## Goal
Collect every line in the records below that contains the word "block" and copy each of those lines out in full.

## Material supplied
-- -- --
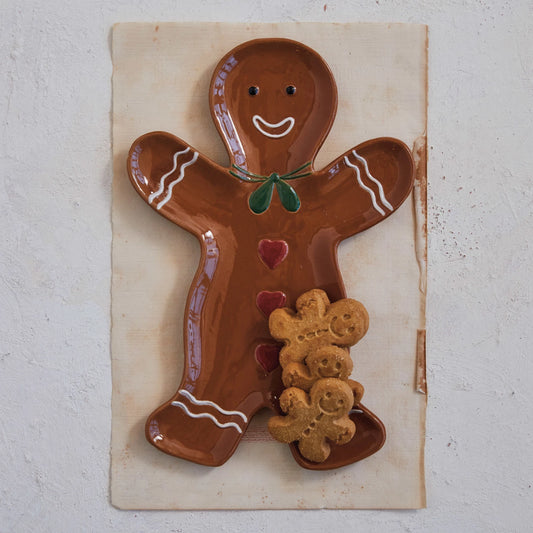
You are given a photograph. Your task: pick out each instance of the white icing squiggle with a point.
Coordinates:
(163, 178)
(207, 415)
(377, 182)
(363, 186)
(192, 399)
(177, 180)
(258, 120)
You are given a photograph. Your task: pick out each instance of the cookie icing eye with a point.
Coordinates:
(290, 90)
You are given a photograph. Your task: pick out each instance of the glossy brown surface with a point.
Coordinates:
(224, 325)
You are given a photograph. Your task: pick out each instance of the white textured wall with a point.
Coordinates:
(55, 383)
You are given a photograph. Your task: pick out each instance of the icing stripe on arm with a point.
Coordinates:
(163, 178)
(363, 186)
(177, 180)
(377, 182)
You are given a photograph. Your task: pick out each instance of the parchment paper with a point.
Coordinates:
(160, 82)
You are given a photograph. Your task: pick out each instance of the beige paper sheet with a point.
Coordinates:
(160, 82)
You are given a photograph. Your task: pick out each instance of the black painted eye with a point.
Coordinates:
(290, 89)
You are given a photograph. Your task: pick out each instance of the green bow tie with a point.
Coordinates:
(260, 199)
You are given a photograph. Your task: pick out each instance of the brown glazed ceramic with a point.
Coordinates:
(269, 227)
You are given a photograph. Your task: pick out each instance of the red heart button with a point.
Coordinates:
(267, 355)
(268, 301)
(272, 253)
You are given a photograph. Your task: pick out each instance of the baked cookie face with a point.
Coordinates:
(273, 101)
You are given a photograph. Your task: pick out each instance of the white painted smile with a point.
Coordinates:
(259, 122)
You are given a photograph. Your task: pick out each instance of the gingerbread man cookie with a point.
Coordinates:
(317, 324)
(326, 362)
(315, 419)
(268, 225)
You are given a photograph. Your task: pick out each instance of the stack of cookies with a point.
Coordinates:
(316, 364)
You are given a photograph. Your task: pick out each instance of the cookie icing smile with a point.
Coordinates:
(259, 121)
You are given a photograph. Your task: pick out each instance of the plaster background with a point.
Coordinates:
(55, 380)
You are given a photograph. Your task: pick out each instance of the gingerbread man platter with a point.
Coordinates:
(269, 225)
-- -- --
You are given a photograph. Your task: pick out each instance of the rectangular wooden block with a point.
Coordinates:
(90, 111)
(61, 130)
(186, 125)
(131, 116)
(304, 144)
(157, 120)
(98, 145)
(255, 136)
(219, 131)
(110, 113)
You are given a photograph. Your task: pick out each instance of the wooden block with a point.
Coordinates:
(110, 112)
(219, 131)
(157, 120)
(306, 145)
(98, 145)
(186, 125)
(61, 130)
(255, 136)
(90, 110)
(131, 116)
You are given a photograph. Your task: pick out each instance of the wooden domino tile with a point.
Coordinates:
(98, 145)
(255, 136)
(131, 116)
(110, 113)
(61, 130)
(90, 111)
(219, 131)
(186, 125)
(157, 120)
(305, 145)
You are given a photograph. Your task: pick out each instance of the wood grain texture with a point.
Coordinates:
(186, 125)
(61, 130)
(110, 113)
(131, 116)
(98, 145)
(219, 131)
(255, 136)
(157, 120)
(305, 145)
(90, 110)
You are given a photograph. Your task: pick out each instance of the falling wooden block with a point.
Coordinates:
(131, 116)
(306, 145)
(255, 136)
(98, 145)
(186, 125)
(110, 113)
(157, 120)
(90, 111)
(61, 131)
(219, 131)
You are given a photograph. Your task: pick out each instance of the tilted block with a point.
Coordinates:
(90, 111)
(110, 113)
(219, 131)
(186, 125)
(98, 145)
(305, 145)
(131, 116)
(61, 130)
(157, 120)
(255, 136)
-- -- --
## Complete output
You are given a photograph. Your task: pick out each instance of the rectangular wooden block with a point.
You are given a photograph. Your task: pick out each instance of the wooden block with a point.
You are given a photograph. Your task: pick out each instance of the falling wooden block with a point.
You are given a photograph. Your task: pick out each instance of the tilted block with a point.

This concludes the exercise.